====== DATA PROVIDED

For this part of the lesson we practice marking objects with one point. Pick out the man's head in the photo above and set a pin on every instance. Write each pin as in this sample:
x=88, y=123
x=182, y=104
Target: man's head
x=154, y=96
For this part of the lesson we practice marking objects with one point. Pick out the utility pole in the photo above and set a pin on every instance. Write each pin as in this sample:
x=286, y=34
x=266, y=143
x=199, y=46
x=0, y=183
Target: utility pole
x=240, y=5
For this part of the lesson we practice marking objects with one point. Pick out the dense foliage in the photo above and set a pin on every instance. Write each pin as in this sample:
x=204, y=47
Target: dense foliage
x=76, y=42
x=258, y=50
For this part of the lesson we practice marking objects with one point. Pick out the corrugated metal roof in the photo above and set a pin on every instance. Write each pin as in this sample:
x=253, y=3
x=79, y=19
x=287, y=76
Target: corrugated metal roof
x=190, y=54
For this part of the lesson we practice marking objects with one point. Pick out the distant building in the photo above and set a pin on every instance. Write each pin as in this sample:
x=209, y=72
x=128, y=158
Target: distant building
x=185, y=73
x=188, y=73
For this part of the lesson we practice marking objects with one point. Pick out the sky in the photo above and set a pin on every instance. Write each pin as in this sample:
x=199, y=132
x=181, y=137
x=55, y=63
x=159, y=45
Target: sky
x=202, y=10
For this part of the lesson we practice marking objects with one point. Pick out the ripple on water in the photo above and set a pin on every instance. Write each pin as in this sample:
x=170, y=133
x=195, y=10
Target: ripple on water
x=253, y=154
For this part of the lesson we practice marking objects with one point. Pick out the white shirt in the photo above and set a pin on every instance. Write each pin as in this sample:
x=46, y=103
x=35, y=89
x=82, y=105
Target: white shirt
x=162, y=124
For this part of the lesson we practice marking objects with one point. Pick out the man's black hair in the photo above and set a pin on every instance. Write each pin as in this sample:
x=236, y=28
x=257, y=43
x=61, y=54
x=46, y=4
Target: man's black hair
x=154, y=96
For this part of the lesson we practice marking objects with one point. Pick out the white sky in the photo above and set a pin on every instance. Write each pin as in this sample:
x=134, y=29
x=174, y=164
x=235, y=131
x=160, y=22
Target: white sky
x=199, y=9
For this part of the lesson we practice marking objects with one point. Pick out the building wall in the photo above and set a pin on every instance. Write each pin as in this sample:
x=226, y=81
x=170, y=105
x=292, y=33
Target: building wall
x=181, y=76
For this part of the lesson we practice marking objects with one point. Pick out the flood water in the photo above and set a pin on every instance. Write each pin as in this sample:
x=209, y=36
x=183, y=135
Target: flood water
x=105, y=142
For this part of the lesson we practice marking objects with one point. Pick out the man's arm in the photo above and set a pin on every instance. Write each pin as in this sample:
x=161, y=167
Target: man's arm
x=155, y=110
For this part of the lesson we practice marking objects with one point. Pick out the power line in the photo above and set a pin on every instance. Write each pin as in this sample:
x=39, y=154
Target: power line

============

TASK DIRECTIONS: Write the material out exactly, with nothing left out.

THE RESULT:
For this part of the lesson we practice marking objects with one point. Pick out the man's head in the photo above and set a pin on every instance. Write each pin as in this sample:
x=88, y=123
x=182, y=104
Target: man's head
x=154, y=96
For this part of the lesson we practice marking objects with one point. Pick out the utility pole in the photo above and set a pin on every instance. Write each pin as in this sample:
x=286, y=34
x=266, y=143
x=199, y=46
x=0, y=183
Target: utility pole
x=240, y=5
For this part of the lesson we practice marking objects with one point. Pick out the dense foliage in the photo above and set a pin on every instance. Write each pin as in this sample:
x=204, y=47
Target: dense foliage
x=76, y=42
x=258, y=50
For this part of the lesson we practice marking objects with one point. Pick out the corrugated metal roof in the photo above and set a pin on every instance. Write each pin as in this sample:
x=253, y=3
x=79, y=19
x=287, y=76
Target: corrugated metal roof
x=190, y=54
For this part of the lesson we practice marking objects with one point. Pick out the distant building in the photo above and set a pin on every instance. Write each pin as in this sample:
x=209, y=72
x=128, y=158
Target: distant building
x=185, y=73
x=188, y=73
For this part of the lesson we practice marking objects with one point. Pick out the sky in the photo above and set a pin on every instance. Write each pin as in this sample:
x=199, y=132
x=181, y=137
x=55, y=63
x=159, y=45
Target: sky
x=202, y=10
For this part of the lesson we practice marking objects with one point. Pick out the ripple on water in the photo above and set a pin on every instance. Write each pin as in this sample:
x=170, y=133
x=195, y=10
Target: ripple on water
x=253, y=154
For this part of the lesson we practice marking objects with one point. Pick out the white shirt in the photo above and set a pin on every instance. Write each pin as in this sample:
x=46, y=103
x=35, y=89
x=82, y=105
Target: white shirt
x=162, y=124
For this part of the lesson we practice marking objects with one point. Pick out the man's black hair in the photo above and set a pin on every instance. Write each pin as in this sample:
x=236, y=28
x=257, y=43
x=61, y=54
x=46, y=4
Target: man's black hair
x=154, y=96
For this part of the lesson we practice marking objects with one point. Pick out the white sky in the photo above and set a pin on every instance. Write each pin as in this sample:
x=134, y=29
x=174, y=164
x=235, y=131
x=160, y=22
Target: white sky
x=199, y=9
For this part of the lesson we practice marking objects with one point. Pick out the building wall in the photo above and set a pin on every instance. Write each pin as in this sample:
x=226, y=81
x=170, y=105
x=292, y=33
Target: building wall
x=181, y=76
For this part of the lesson we practice marking objects with one point. Pick out the flood water in the photo above and set a pin on every instance. Write each pin as in this sample:
x=209, y=36
x=183, y=135
Target: flood water
x=105, y=142
For this part of the lesson we practice marking objects with one point. Pick out the man's arm in the photo above and set a pin on every instance. Write each pin as in this sample:
x=161, y=167
Target: man's arm
x=155, y=110
For this part of the lesson we practice marking objects with one point. Pick out the power line in the photo above and set a pin on every instance. Write each pin as in this sample:
x=39, y=154
Target: power line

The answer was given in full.